[Record excerpts Boundary: Start]

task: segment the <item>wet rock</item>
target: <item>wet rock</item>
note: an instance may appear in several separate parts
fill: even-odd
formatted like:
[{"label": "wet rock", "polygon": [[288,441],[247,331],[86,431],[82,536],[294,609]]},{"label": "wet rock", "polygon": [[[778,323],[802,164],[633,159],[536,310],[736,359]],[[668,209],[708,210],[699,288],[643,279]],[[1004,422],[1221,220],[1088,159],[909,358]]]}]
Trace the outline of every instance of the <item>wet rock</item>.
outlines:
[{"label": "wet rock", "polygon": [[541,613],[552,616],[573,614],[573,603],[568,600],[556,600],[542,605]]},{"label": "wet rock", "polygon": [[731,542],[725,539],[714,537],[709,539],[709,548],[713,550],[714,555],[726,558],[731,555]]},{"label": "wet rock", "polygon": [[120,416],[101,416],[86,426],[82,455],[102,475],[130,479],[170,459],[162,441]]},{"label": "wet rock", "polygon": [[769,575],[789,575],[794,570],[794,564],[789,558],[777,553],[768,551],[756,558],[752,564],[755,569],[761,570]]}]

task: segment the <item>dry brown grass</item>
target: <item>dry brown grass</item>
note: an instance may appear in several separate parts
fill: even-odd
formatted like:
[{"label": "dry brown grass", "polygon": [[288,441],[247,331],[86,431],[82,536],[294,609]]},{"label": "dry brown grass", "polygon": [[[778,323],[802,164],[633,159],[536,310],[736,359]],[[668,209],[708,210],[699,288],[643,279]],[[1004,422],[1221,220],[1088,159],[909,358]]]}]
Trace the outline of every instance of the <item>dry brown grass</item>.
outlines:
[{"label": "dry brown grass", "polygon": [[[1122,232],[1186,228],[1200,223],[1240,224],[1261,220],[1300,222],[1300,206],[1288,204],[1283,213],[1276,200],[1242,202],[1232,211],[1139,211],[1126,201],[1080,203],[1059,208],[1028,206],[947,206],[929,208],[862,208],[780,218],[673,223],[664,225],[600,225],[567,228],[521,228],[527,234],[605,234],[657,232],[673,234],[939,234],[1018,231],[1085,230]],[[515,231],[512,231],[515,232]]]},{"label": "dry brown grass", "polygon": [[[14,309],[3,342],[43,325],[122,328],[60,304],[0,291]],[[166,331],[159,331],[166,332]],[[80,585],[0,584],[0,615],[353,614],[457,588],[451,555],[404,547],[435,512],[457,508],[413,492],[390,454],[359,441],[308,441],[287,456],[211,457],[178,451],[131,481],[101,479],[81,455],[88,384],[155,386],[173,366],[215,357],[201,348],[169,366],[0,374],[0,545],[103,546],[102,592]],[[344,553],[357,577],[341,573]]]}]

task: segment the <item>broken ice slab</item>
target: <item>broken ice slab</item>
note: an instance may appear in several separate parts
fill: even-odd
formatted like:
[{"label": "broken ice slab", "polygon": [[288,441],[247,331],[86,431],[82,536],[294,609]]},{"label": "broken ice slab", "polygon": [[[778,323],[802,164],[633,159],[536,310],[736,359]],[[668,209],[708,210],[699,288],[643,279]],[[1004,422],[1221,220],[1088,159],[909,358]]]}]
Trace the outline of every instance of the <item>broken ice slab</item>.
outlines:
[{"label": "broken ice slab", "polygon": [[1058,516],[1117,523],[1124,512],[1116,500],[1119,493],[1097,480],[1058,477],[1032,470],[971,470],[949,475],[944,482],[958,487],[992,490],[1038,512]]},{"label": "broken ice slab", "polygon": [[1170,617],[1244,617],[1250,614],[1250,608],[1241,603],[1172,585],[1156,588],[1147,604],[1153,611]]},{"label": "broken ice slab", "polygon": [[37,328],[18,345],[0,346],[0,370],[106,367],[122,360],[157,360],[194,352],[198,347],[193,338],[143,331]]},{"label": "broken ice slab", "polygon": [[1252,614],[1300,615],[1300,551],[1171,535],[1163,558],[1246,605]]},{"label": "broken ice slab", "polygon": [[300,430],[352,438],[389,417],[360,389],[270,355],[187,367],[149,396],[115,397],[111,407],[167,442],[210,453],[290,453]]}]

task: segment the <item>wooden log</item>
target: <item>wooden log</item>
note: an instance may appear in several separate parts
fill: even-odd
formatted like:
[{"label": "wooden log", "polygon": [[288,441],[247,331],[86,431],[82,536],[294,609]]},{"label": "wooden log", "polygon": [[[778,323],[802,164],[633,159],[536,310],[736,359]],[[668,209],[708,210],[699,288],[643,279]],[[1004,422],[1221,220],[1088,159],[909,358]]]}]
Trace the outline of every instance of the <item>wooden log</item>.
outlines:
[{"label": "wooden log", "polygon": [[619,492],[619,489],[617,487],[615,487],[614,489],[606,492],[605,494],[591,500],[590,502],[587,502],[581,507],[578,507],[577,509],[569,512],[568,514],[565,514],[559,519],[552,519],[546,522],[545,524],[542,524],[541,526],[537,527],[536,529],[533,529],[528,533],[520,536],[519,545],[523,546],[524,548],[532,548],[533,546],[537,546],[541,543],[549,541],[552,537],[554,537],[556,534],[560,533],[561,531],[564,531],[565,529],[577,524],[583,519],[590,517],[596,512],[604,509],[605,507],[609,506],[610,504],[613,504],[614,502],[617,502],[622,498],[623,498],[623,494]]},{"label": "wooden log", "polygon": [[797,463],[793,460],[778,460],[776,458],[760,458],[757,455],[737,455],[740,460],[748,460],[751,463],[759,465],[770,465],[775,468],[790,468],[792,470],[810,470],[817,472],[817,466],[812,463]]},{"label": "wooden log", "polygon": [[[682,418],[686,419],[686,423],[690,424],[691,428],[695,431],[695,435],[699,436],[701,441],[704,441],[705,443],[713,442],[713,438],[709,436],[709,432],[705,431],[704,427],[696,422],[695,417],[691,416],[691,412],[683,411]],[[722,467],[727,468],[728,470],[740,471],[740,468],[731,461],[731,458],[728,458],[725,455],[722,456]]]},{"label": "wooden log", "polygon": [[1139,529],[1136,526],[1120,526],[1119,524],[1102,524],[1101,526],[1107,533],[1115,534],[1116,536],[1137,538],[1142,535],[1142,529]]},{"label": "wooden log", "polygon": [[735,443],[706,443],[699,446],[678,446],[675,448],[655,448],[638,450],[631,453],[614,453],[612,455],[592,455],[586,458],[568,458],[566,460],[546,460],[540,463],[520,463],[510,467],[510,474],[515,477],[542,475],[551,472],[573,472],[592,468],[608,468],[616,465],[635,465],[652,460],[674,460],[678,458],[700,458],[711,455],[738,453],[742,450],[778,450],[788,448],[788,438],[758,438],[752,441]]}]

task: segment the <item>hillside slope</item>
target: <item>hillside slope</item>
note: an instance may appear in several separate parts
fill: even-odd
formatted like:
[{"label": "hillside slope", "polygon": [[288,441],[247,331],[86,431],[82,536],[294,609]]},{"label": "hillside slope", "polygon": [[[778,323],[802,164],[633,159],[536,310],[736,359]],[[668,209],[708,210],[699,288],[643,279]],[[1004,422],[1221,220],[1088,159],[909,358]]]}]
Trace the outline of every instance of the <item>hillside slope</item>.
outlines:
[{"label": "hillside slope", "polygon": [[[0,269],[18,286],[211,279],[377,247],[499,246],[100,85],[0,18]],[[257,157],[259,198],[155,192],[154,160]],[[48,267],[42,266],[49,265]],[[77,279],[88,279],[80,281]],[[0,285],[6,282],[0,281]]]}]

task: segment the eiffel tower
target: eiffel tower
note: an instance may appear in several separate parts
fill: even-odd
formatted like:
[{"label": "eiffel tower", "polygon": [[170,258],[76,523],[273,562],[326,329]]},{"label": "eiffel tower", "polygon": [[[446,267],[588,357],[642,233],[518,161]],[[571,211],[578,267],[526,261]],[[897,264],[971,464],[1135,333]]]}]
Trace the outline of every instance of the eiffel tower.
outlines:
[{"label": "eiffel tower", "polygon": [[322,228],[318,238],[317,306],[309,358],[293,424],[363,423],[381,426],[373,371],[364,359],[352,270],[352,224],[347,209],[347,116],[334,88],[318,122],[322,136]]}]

[Record excerpts Boundary: End]

→ About this exercise: Once you find the line containing "Trace the outline of every instance of the <item>dry", stop: reproduce exactly that line and every line of the data before it, and nothing else.

→ Finished task:
task: segment the <item>wet rock</item>
target: <item>wet rock</item>
note: an instance may appear in several separate parts
fill: even-odd
formatted like:
[{"label": "wet rock", "polygon": [[288,441],[247,331],[86,431],[82,536],[294,609]]},{"label": "wet rock", "polygon": [[[778,323],[802,164],[633,159],[536,310],[736,359]],[[668,209],[708,210],[699,288],[643,279]],[[1004,422],[1221,220],[1088,159],[909,358]]]}]
Trace the outline of every instance of the <item>wet rock</item>.
outlines:
[{"label": "wet rock", "polygon": [[541,613],[552,616],[573,614],[573,603],[568,600],[556,600],[542,605]]},{"label": "wet rock", "polygon": [[731,542],[725,539],[714,537],[709,539],[709,548],[713,550],[714,555],[726,558],[731,555]]},{"label": "wet rock", "polygon": [[120,416],[101,416],[86,426],[82,455],[102,475],[130,479],[170,459],[162,441]]},{"label": "wet rock", "polygon": [[769,575],[789,575],[794,570],[794,564],[789,558],[777,553],[768,551],[756,558],[752,564],[755,569],[761,570]]}]

task: segment the <item>dry brown grass</item>
target: <item>dry brown grass</item>
note: an instance may appear in several separate parts
fill: even-odd
formatted like:
[{"label": "dry brown grass", "polygon": [[288,441],[247,331],[86,431],[82,536],[294,609]]},{"label": "dry brown grass", "polygon": [[[778,323],[802,164],[633,159],[536,310],[736,359]],[[668,209],[708,210],[699,288],[643,279]],[[1004,422],[1221,220],[1088,159],[909,358]]]}]
Trace the outline of every instance of the <item>dry brown grass</item>.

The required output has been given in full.